• [Consigne]:
Poursuivez l'entretien sur le film La Fine Fleur à partir de sa dernière phrase.

+++ Extrait du texte

Le réalisateur français Pierre Pinaud a passé une partie de son enfance dans le jardin fleuri de ses grands-parents. Pour son deuxième long métrage, il avait envie de mettre en scène ce décor mais en abordant la culture de la rose artisanale qui possède une expertise bien française, tout aussi relevée que celle de la gastronomie de son pays. Pour réaliser le tout, il est allé chercher une valeur sûre du cinéma national, Catherine Frot.
Dans La Fine Fleur, l’actrice campe le rôle d’Ève Vernet, une créatrice de roses qui conçoit de nouvelles variétés et qui participe vigoureusement aux concours annuels visant à récompenser les plus belles fleurs au monde. Mais un féroce concurrent veut racheter son entreprise. Pour éviter ce drame, Ève engage des employés en réinsertion en milieu de travail qui n’ont aucunement le pouce vert. Pour mieux comprendre les ressorts de cette comédie dramatique ensoleillée, rencontre avec le cinéaste et son actrice, devenus complices de plateau.
Le Clap : Catherine, Pierre a pensé à vous dès le départ pour interpréter Ève, cette femme d’affaires déterminée et passionnée par les roses. Que connaissiez-vous de cet univers?
Catherine Frot : Bien, il a fallu trouver la bonne note, car je ne connaissais pas grand-chose à ça. Je suis plutôt muguet d’ailleurs. Alors j’ai été à la rencontre d’une professionnelle pour qu’elle m’apprenne les gestes lorsqu’on cueille et qu’on soigne les roses. Il fallait que tout soit naturel à l’écran afin de créer l’illusion. La manipulation des roses, c’est précis. Je m’étais investie tout autant en cuisine dans Les Saveurs du palais ou pour le piano dans La Tourneuse de pages, voire chanter juste assez faux dans Marguerite (rires)!

++++++
+++ Données recueillies

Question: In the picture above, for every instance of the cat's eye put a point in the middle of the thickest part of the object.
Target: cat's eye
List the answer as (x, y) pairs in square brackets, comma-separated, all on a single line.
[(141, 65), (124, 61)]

++++++

• [Réponse]:
Pierre Pinaud : De mon côté, en choisissant Catherine pour son talent et son élégance, c’était pour mieux démontrer le savoir-faire typiquement français dans le milieu de la rose. Catherine a, dans sa façon de parler et de jouer, cette graine de folie qui convenait parfaitement à son personnage. J’ai aussi été chanceux, car les valeurs véhiculées dans le scénario lui convenaient parfaitement. Mon film, c’est la lutte contre la production industrielle des roses en provenance de Chine et de Roumanie qui, à moindre coût, menace tout l’aspect artisanal de cette culture qui doit être préservée. Le défi, c’était de montrer en 90 minutes toutes les étapes de la production de cette fleur qui s’étend sur une année. Il fallait donc donner du rythme et une certaine modernité à l’ensemble.
Le Clap : Catherine, comment avez-vous trouvé le bon ton pour personnifier Ève Vernet?
Catherine Frot : Je n’ai pas de méthode de travail. Pour tous mes rôles, il y a des ingrédients dont il faut tenir compte, s’en servir adéquatement, comme les vêtements, l’attitude de base du personnage dans le scénario. Je suis partie de ça. L’apparence physique, son allure garçonne avec les vestes de son père, ses bottes, sa pipe et une féminité à l’ancienne avec les lavallières et les chemisiers. Il y a quelque chose de très anglo-saxon chez Ève et dans La Fine Fleur. On m’a même fait remarquer que j’avais quelque chose de Judy Dench dans le film, et c’est un fort beau compliment.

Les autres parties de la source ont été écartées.